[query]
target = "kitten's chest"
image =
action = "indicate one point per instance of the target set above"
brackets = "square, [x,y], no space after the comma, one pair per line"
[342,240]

·····

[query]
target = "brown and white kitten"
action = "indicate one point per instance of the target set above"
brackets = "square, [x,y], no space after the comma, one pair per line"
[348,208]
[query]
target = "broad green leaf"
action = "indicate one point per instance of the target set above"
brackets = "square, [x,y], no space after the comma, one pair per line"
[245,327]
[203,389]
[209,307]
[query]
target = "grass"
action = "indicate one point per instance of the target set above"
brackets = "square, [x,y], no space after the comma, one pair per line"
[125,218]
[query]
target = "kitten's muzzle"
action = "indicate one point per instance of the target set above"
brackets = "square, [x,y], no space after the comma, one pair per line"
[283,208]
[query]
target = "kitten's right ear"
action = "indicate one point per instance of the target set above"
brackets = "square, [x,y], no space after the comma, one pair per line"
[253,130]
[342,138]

·····

§ WRITTEN TASK: Collect every line of the records above that contains the word "kitten", and copy each such line in full.

§ CORRECT RESPONSE:
target = "kitten's chest"
target = "brown and white kitten"
target = "kitten's muzzle"
target = "kitten's right ear"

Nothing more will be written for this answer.